• [TASK DESCRIPTION]: Copy out each line of the material that contains the word "Return", and leave out all other lines.
####################
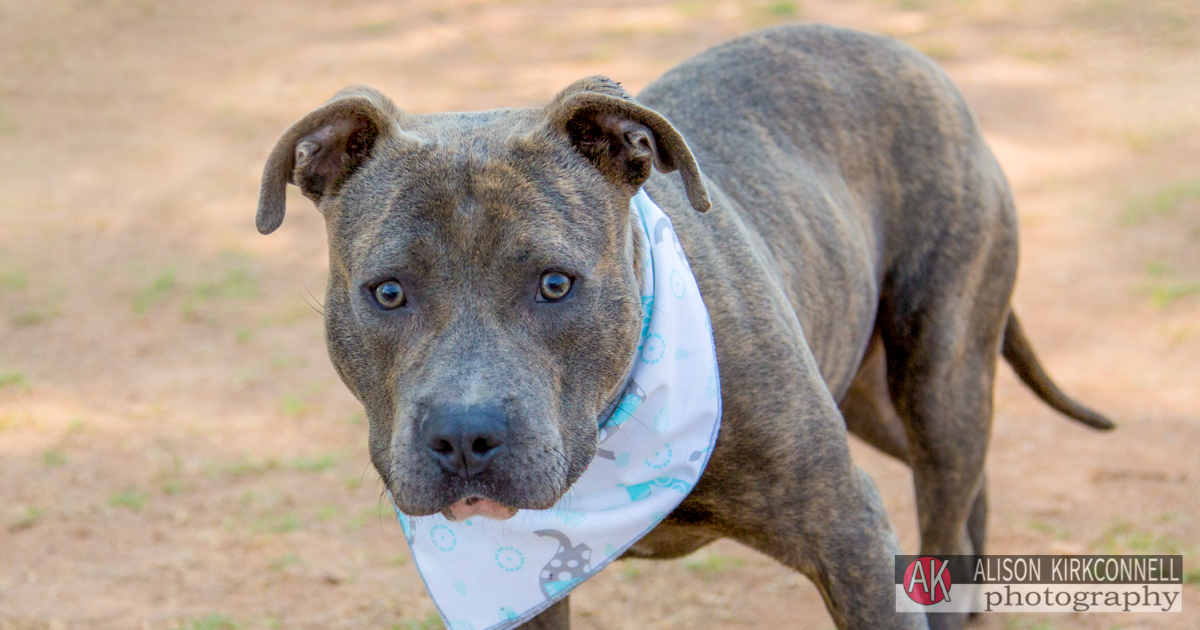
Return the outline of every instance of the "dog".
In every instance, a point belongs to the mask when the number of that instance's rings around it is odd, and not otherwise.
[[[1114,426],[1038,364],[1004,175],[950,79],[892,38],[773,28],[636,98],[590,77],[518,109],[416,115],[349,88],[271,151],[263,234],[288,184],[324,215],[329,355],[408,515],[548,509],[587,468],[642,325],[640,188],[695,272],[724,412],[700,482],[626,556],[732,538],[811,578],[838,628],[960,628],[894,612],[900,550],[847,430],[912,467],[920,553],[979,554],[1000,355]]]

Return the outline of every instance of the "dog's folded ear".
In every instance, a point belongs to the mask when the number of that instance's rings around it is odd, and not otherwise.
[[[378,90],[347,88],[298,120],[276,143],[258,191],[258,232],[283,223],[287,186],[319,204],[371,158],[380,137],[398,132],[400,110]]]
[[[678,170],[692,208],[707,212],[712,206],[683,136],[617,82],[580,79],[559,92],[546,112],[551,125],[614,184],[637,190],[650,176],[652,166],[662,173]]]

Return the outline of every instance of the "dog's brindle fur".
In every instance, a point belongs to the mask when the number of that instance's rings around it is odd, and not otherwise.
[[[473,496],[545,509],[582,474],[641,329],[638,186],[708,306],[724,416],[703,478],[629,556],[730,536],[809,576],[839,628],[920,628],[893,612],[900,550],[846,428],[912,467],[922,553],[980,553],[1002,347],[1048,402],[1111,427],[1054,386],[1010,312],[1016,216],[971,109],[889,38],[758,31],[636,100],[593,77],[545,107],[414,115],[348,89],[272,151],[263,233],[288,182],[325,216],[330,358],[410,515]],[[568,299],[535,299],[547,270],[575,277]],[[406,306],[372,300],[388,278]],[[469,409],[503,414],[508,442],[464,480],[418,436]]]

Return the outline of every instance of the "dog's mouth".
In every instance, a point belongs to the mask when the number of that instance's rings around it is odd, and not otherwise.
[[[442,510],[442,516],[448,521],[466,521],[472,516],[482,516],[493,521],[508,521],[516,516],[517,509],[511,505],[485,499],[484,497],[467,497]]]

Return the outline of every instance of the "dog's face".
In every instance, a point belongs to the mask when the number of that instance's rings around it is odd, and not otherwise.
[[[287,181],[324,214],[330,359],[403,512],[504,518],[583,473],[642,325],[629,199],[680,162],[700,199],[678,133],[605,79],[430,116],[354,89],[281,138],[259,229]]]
####################
• [REPLY]:
Return the outline of every instance of the "dog".
Return the outline of every instance of the "dog's folded ear".
Return the outline of every instance of the "dog's brindle fur".
Return the outline of every instance of the "dog's mouth".
Return the outline of every instance of the "dog's face".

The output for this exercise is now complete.